*Extract to read*:
————

Project Sardinia & Corsica

It’s been nearly 7 months since our flight from Alghero back to Bucharest. Andra and I had made it through our first trip together. And I must tell you that it’s been one of the best this year.

Day 1
On Sunday, off from a full plane, and with only one officer to check the papers, we stood in line for about one hour and lost the bus to Fertilia. Impatient at the prospects of waiting for the next one, we started walking towards the village that would host us for 2 nights. The sun and springish/summerish scents were a delight after sub-zero temperatures and snow in Romania. That is, until the rain came.
It was cooler now, but we still made it on foot to Ostello Hostal de L'Alguer (EUR 52/twin room/2 nights, en-suite, -frugal- breakfast included). We then unpacked and went out to eat, choosing a terrace in the sun and enjoying our bruschette gigantesche [as I liked to call them], together with our tiramisu and cappuccino at Cohiba.
It was time for a walk to Nuraghe Palmavera (admission fee: EUR 3.50) following a rather scenic trail. We got there, explored for a bit, and then the very nice curator of the museum offered to take us and a couple of Polish travellers to Alghero. We gladly accepted. The wind had intensified and there were signs of rain. Still determined to walk the narrow and picturesque streets of ‘small Barcelona’, we did roam for a while [as I expected to get a wow, which sadly never came in this town] and then crashed at a waffle place – Café del Corso –, savouring the local beer – Ichnusa.
Trying to catch the bus back to Fertilia, we met locals offering to take us, but we stubbornly waited. In the end, it arrived and we were all smiles when the driver offered our rides ‘as a gift of his island to us’.
It was cold and the Wi-Fi did not work; still, we were happy to be in Sardinia and marvelled at our hosts’ kindness at the end of a day when we did not pay a single cent for transportation.    

Day 2
After breakfast, I did try to call my contact from the pre-booked scuba diving session. Unfortunately, later on, as I managed to get in touch with him, he told me that the visibility was not that good because of the previous rainy days and that we could only go on Thursday – we would have been in Corsica then.

————

*Problem requirements*: According to the travel account, what was the admission fee at Nuraghe Palmavera? The material after this point is separate from the travel account.

*Data section*:
————

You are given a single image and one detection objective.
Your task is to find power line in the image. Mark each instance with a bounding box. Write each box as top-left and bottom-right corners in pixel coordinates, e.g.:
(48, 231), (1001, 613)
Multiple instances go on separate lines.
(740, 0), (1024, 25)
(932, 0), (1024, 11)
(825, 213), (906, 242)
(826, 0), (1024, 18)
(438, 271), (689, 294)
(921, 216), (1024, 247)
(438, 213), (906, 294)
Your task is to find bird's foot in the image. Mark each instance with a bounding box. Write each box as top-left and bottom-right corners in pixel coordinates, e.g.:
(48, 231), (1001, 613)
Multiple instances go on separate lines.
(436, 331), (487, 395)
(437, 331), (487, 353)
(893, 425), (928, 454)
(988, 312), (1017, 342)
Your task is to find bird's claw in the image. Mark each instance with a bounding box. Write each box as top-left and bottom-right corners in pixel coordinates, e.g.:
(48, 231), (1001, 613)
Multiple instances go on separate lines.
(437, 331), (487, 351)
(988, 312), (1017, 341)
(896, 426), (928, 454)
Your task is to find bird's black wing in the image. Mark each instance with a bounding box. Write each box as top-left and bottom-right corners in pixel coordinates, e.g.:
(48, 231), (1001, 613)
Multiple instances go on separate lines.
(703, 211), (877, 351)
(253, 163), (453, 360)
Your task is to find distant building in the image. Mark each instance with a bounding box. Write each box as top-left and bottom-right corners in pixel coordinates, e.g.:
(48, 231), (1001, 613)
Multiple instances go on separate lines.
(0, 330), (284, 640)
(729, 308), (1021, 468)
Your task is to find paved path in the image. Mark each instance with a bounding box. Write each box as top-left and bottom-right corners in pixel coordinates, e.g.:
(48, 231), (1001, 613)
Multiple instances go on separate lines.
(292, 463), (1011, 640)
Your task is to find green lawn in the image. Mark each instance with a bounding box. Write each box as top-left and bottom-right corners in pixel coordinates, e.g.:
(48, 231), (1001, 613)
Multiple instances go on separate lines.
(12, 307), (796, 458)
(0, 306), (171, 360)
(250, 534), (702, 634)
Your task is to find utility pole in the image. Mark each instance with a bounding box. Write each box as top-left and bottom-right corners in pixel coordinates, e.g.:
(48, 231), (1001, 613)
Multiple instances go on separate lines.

————

*Answer below*: EUR 3.50